Object location annotation data

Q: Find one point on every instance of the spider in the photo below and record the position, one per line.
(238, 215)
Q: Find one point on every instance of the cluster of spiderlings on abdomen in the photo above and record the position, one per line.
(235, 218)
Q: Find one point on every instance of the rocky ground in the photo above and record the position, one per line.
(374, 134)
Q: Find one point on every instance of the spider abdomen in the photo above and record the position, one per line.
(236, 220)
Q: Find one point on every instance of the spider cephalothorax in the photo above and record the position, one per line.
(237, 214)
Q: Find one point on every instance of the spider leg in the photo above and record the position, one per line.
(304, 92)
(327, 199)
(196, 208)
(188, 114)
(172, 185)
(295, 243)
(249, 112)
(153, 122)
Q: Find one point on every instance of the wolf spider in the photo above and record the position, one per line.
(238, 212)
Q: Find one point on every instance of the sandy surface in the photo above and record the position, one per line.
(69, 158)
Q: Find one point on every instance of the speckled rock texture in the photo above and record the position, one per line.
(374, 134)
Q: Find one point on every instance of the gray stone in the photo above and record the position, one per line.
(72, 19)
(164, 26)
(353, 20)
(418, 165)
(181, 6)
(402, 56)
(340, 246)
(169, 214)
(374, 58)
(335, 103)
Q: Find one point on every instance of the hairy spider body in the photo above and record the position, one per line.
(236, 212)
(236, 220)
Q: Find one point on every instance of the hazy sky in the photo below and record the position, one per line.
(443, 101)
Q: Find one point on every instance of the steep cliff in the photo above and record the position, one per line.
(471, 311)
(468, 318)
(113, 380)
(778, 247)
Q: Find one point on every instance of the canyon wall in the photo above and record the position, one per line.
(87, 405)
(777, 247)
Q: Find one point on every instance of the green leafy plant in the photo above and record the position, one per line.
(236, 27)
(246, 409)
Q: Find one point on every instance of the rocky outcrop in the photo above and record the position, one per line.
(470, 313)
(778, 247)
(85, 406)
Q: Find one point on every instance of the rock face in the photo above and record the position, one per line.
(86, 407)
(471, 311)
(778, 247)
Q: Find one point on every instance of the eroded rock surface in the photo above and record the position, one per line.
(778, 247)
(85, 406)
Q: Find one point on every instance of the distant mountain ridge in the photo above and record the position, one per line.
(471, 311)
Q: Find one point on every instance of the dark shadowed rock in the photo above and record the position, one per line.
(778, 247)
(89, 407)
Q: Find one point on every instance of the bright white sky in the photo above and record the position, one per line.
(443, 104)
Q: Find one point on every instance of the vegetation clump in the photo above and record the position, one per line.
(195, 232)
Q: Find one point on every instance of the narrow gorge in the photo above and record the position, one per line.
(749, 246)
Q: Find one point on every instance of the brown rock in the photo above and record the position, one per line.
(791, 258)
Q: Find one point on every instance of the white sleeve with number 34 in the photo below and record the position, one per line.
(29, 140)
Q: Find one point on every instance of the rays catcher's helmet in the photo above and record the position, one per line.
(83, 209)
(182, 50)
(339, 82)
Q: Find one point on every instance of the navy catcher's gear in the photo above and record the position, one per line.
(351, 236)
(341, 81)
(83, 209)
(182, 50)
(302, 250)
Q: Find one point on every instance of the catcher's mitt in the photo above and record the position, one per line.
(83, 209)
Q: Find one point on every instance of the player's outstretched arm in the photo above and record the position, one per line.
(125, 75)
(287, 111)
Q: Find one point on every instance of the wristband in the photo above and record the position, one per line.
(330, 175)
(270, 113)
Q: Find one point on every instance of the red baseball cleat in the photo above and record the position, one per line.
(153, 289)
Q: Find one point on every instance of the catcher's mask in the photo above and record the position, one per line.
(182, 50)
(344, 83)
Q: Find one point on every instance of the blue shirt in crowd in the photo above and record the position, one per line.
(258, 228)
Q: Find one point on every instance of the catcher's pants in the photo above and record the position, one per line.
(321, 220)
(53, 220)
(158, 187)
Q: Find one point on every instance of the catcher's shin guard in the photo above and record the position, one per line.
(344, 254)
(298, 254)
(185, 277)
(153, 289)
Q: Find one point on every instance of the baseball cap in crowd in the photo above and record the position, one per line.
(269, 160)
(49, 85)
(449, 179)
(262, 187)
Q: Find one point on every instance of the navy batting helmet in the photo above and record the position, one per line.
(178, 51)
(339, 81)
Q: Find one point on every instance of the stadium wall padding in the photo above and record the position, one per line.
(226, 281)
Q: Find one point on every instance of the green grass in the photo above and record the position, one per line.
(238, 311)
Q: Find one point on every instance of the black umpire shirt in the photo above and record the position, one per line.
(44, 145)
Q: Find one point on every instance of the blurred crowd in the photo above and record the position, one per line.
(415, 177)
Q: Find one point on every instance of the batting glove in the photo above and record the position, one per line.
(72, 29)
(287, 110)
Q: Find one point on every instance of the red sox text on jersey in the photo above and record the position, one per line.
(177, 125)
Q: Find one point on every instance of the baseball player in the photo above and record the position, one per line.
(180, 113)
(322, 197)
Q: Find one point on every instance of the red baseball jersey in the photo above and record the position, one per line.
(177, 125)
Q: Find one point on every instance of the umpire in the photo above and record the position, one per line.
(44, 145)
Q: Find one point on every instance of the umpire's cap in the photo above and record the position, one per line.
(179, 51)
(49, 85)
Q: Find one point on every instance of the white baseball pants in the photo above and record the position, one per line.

**TASK REQUIREMENTS**
Take the lines above from the one holding "red baseball jersey" to the last and output them exactly.

**WRITTEN RESPONSE**
Q: Find one point on every instance of the red baseball jersey in the photo above and record the position, one per line.
(177, 125)
Q: Find one point on every instance of the umpire in the photo above and record the position, one per line.
(44, 145)
Q: Find one point on every instance of the umpire's cap in the photo above and record the position, one per line.
(179, 51)
(49, 85)
Q: Find one point on every instance of the white baseball pants in the photo above and record the position, one per line.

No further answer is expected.